Directions for this task
Your response should consist of the entries below, written out exactly.

Material for the task
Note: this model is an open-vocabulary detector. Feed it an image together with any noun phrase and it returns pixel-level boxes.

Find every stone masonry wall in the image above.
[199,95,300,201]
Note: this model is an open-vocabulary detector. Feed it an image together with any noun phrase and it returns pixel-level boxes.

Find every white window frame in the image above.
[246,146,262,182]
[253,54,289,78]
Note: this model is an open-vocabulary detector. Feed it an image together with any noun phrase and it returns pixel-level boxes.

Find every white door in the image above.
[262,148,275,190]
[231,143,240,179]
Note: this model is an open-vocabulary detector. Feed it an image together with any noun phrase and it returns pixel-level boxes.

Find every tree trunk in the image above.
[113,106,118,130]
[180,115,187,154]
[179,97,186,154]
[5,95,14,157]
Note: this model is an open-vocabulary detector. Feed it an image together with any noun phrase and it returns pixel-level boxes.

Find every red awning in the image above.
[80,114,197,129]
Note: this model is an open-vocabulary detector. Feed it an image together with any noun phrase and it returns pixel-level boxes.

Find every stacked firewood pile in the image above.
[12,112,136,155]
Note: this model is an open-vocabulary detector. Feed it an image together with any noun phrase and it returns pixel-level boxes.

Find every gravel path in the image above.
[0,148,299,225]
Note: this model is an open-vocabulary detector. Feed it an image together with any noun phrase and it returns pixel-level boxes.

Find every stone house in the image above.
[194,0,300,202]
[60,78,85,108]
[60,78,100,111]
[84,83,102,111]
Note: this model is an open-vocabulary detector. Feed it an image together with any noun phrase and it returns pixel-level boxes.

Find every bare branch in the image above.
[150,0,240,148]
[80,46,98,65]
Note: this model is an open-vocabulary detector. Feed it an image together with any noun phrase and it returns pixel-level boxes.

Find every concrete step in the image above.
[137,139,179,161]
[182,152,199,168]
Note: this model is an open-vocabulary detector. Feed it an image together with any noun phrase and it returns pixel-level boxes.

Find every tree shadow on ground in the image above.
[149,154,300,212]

Output below
Note: this model is an open-vocabulary detector. Feed it an image together with any noun phrase and it returns pixel-level boxes.

Find every stone masonry wall in the image above.
[199,95,300,201]
Note: this model is an open-vocabulary detector. Feed it an image together with any noun phrase and it returns pixel-level boxes.

Find every white window frame in the image above.
[246,146,262,182]
[253,54,289,78]
Note: this model is an open-vocabulary detector. Feed it an image together with any noun phrase and it returns pixel-level boxes.

Find every white door in the image above.
[262,148,275,190]
[231,143,240,179]
Note: this model is an open-vocabulary detector. Feed it an image together with any noun phrase and it returns pixel-level boxes.

Find every tree trunk in the image above.
[113,106,118,130]
[180,115,187,154]
[179,97,186,154]
[5,95,14,157]
Note: this model is an open-vocabulary detector. Feed it an image together with any noun phrase and it returns pixel-level boxes.

Find every red awning in the image above.
[80,114,197,129]
Note: this model is an open-vocabulary detector. Feed it an image together with any noun phrase and it returns pixel-level boxes.

Find every stacked firewood pile in the image above.
[12,112,136,155]
Note: this model is an open-vocabulary detector. Feed it an image together with any noun phrase and it returns pixel-level boxes.

Find every gravel path in the image above.
[0,148,299,225]
Note: this model is an open-vocabulary detector. Feed it an image together with any noun phrase and it returns pixel-level boxes.

Find every stone house in the image above.
[194,0,300,202]
[60,78,85,108]
[60,78,100,111]
[84,83,102,111]
Note: this model is an open-vocabulary detector. Feed it an image together with any noun phrase and it returns pixel-level boxes.

Find every bare branch in the image above.
[150,0,240,148]
[80,46,98,65]
Note: this model is an open-vocabulary detector. Feed it an image together with any noun phrase and it returns pixel-level boxes.

Find every concrete step in the image above.
[137,139,179,161]
[182,152,199,168]
Note: this model is an open-vocabulary detector. Feed it an image together with any noun phrase and it returns pixel-level boxes.

Find every tree shadow on ground in the image above.
[149,154,300,212]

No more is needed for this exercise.